** Start of GIVEN RECORDS **
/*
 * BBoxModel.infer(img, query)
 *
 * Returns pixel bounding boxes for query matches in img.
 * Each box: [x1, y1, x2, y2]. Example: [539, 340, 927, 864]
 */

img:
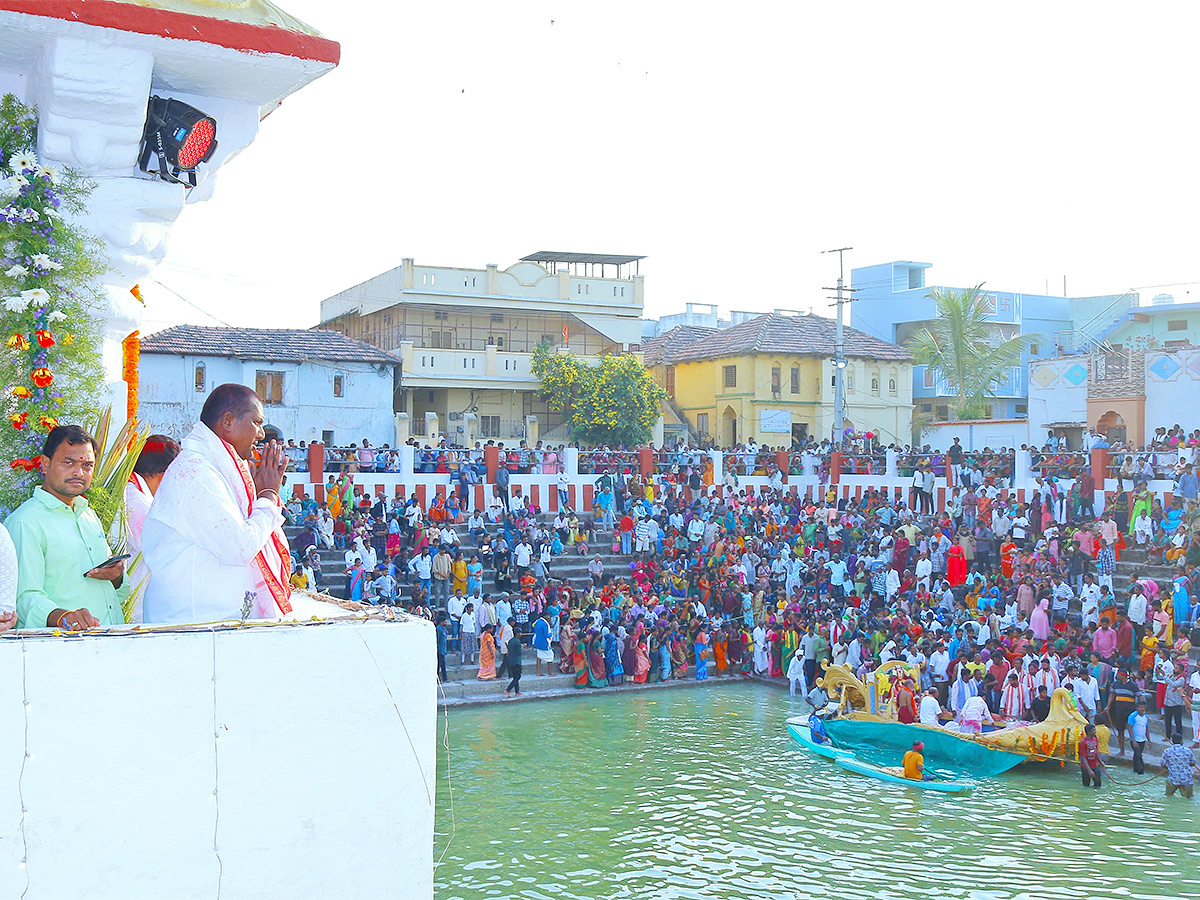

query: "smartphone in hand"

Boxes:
[84, 553, 131, 577]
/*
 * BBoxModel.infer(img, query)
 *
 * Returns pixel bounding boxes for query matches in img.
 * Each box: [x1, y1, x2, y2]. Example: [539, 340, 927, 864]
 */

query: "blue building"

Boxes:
[850, 260, 1136, 421]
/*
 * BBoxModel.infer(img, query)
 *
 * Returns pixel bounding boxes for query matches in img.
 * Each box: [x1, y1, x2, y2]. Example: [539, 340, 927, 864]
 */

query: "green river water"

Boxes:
[433, 684, 1200, 900]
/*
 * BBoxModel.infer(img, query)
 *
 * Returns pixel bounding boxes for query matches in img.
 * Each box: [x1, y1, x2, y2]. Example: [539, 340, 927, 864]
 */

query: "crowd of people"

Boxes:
[0, 385, 1200, 792]
[295, 424, 1200, 787]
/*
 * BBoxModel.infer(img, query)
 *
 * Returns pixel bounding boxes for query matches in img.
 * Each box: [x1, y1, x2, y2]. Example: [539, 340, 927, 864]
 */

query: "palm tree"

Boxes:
[906, 284, 1036, 419]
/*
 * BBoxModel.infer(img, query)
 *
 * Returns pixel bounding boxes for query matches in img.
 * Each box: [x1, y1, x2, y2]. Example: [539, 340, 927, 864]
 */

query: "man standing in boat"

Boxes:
[902, 740, 934, 781]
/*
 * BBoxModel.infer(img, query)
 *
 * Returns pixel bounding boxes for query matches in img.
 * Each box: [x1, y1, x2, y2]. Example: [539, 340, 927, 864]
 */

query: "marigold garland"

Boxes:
[121, 331, 142, 422]
[0, 92, 104, 514]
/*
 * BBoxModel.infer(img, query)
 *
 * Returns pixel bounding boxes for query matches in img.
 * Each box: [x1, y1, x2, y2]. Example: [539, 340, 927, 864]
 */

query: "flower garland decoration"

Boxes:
[0, 94, 103, 510]
[121, 331, 142, 422]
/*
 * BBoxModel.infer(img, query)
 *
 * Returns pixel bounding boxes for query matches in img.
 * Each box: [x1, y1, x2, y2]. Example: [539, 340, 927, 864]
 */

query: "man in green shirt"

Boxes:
[4, 425, 128, 631]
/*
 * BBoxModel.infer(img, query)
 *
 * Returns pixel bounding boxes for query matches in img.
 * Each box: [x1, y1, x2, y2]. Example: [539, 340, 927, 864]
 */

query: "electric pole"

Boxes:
[821, 247, 853, 448]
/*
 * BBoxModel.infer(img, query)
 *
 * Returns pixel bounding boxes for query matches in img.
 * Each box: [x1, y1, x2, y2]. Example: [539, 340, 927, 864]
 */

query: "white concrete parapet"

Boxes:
[0, 607, 437, 900]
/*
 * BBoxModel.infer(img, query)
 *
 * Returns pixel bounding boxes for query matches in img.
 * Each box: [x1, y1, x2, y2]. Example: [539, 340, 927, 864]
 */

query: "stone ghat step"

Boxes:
[438, 666, 748, 707]
[1116, 559, 1180, 587]
[438, 662, 575, 702]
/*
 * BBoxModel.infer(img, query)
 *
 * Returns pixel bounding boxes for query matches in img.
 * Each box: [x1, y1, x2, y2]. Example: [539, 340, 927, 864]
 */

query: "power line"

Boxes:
[821, 247, 854, 449]
[150, 276, 233, 328]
** End of GIVEN RECORDS **
# WORK TO DO
Identify each line in the entries above that contains the word "green", and copy those lines.

# THE COMPLETED TASK
query: "green river water"
query: "man in green shirt"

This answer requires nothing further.